AIM OF THE EXERCISE:
Transcribe the data below in full, exactly.

EXERCISE DATA:

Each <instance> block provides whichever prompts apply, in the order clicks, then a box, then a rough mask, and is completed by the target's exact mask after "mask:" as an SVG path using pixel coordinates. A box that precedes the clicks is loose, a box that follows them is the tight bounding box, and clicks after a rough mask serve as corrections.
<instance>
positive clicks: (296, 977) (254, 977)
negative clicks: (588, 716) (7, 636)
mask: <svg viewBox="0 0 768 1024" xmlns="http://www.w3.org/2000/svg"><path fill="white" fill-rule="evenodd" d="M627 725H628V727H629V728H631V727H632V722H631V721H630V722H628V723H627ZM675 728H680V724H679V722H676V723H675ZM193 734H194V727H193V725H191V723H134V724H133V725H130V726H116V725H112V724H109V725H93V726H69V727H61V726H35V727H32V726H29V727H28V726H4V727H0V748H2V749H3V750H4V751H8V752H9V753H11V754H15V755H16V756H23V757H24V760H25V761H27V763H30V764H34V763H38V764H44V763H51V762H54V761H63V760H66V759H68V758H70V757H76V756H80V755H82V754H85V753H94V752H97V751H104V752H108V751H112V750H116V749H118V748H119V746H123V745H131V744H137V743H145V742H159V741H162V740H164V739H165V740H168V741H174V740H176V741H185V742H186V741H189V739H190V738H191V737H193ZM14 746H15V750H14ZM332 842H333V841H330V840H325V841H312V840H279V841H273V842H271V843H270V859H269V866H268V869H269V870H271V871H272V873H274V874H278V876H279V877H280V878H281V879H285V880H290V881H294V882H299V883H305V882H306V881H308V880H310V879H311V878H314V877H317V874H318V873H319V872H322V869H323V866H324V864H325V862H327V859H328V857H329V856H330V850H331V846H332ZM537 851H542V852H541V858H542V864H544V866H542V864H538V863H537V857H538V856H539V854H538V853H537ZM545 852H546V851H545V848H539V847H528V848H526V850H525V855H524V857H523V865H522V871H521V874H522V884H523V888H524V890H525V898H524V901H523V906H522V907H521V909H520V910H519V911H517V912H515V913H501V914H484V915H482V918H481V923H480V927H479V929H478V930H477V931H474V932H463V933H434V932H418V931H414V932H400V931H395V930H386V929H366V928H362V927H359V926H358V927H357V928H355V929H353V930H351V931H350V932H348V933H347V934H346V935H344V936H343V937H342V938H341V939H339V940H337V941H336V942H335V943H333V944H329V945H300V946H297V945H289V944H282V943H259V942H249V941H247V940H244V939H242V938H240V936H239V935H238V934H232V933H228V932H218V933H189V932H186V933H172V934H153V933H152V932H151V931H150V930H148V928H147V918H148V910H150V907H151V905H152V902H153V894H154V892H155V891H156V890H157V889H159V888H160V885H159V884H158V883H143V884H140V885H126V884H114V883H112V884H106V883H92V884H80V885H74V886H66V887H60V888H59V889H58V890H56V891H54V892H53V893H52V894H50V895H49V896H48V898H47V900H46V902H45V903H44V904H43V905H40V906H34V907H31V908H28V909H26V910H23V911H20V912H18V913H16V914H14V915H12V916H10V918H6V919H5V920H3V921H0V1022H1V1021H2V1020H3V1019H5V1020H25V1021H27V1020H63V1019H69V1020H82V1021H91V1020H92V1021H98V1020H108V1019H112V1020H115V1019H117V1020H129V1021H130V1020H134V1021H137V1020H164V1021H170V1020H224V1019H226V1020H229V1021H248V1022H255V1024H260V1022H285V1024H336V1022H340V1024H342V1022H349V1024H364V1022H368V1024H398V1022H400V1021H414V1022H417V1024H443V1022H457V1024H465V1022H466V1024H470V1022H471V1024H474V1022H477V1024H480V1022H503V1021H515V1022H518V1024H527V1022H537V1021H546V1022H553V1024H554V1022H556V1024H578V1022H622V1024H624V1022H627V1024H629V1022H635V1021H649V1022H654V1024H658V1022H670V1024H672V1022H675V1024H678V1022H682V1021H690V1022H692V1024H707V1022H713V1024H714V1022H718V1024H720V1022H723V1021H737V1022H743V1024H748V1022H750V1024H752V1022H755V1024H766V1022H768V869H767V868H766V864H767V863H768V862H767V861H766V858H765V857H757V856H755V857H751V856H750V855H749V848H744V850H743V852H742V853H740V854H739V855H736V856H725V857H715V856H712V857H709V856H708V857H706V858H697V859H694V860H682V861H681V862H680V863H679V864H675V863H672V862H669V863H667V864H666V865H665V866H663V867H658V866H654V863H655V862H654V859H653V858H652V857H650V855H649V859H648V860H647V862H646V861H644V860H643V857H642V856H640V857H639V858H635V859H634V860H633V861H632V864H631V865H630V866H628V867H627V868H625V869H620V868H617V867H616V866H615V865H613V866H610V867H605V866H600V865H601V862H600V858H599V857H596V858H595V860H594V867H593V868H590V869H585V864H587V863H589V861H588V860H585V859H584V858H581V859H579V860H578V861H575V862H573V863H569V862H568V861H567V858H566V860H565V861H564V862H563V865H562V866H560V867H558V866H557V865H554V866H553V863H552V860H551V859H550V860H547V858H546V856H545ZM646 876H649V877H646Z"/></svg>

ANSWER BOX:
Each <instance> block provides whichever prompts apply, in the order clicks, then a box, then a rough mask, and is completed by the target's exact mask after "mask:" as an SVG path using pixel coordinates. A box that precedes the clicks is loose, a box that follows them is the tight bounding box, and clicks after a rough mask serve as corrections.
<instance>
positive clicks: (296, 977) (254, 977)
negative clicks: (588, 716) (7, 636)
mask: <svg viewBox="0 0 768 1024" xmlns="http://www.w3.org/2000/svg"><path fill="white" fill-rule="evenodd" d="M627 725H628V727H629V728H631V727H632V722H631V721H630V722H628V723H627ZM675 728H680V724H679V722H676V723H675ZM193 734H194V727H193V725H191V723H134V724H133V725H130V726H116V725H112V724H109V725H93V726H69V727H61V726H35V727H32V726H29V727H28V726H4V727H0V748H2V749H3V750H4V751H8V752H9V753H11V754H15V755H16V756H23V757H24V760H25V761H27V763H30V764H34V763H38V764H44V763H51V762H54V761H63V760H66V759H68V758H70V757H76V756H80V755H82V754H85V753H94V752H97V751H104V752H108V751H112V750H116V749H118V748H119V746H123V745H131V744H137V743H145V742H159V741H162V740H164V739H165V740H168V741H174V740H176V741H185V742H186V741H189V739H190V738H191V737H193ZM14 746H15V750H14ZM332 842H333V841H330V840H325V841H312V840H279V841H273V842H271V843H270V859H269V866H268V869H269V870H271V871H272V873H274V874H278V876H279V877H280V878H281V879H285V880H290V881H294V882H299V883H305V882H306V881H308V880H310V879H311V878H314V877H317V874H318V873H319V872H322V869H323V866H324V864H325V862H327V859H328V857H329V856H330V850H331V846H332ZM537 851H542V852H541V858H542V864H544V866H542V864H538V863H537V857H538V856H539V854H538V853H537ZM545 852H546V851H545V848H539V847H528V848H526V850H525V855H524V857H523V865H522V871H521V874H522V884H523V888H524V890H525V898H524V901H523V906H522V907H521V909H520V910H519V911H517V912H515V913H501V914H484V915H482V918H481V923H480V927H479V929H478V930H477V931H474V932H463V933H434V932H418V931H414V932H400V931H395V930H386V929H366V928H362V927H359V926H358V927H357V928H355V929H353V930H351V931H350V932H348V933H347V934H346V935H344V936H343V937H342V938H341V939H339V940H337V941H336V942H335V943H333V944H329V945H300V946H297V945H289V944H282V943H259V942H249V941H247V940H244V939H242V938H240V936H239V935H238V934H232V933H228V932H218V933H189V932H186V933H172V934H153V933H152V932H151V931H150V930H148V928H147V918H148V910H150V907H151V905H152V902H153V894H154V892H155V891H156V890H157V889H159V888H160V885H159V884H158V883H143V884H140V885H126V884H114V883H112V884H106V883H92V884H80V885H74V886H66V887H60V888H59V889H58V890H56V891H54V892H53V893H52V894H50V895H49V896H48V898H47V900H46V902H45V903H44V904H43V905H40V906H34V907H31V908H28V909H26V910H23V911H20V912H18V913H16V914H14V915H12V916H10V918H6V919H5V920H3V921H0V1022H1V1021H2V1020H3V1019H5V1020H25V1021H27V1020H63V1019H69V1020H82V1021H91V1020H92V1021H98V1020H108V1019H112V1020H115V1019H117V1020H129V1021H130V1020H134V1021H137V1020H164V1021H170V1020H224V1019H226V1020H229V1021H248V1022H255V1024H260V1022H285V1024H336V1022H340V1024H342V1022H349V1024H364V1022H368V1024H398V1022H400V1021H414V1022H417V1024H443V1022H457V1024H465V1022H466V1024H470V1022H471V1024H474V1022H477V1024H480V1022H503V1021H515V1022H518V1024H527V1022H537V1021H546V1022H553V1024H554V1022H556V1024H578V1022H622V1024H624V1022H627V1024H629V1022H635V1021H649V1022H654V1024H658V1022H670V1024H672V1022H675V1024H678V1022H682V1021H690V1022H692V1024H707V1022H713V1024H714V1022H718V1024H720V1022H723V1021H737V1022H743V1024H748V1022H750V1024H752V1022H755V1024H766V1022H768V869H767V868H766V864H767V863H768V862H767V861H766V858H765V857H757V856H755V857H751V856H750V855H749V848H744V850H743V852H742V853H740V854H739V855H736V856H725V857H715V856H712V857H709V856H708V857H706V858H697V859H694V860H682V861H681V862H680V863H679V864H675V863H672V862H669V863H667V864H666V865H665V866H663V867H658V866H654V863H655V862H654V859H653V858H652V857H650V855H649V859H648V860H647V862H646V861H644V860H643V857H642V856H640V857H639V858H635V859H634V860H633V861H632V864H631V865H630V866H628V867H627V868H625V869H620V868H617V867H616V866H615V865H613V866H610V867H605V866H600V865H601V862H600V858H599V857H596V858H595V860H594V867H593V868H590V869H585V864H587V863H589V861H588V860H585V859H584V858H581V859H579V860H578V861H575V862H573V863H569V862H568V861H567V858H566V860H565V861H564V862H563V865H562V866H560V867H558V866H557V865H554V866H553V863H552V860H551V859H550V860H547V858H546V856H545ZM646 876H649V877H646Z"/></svg>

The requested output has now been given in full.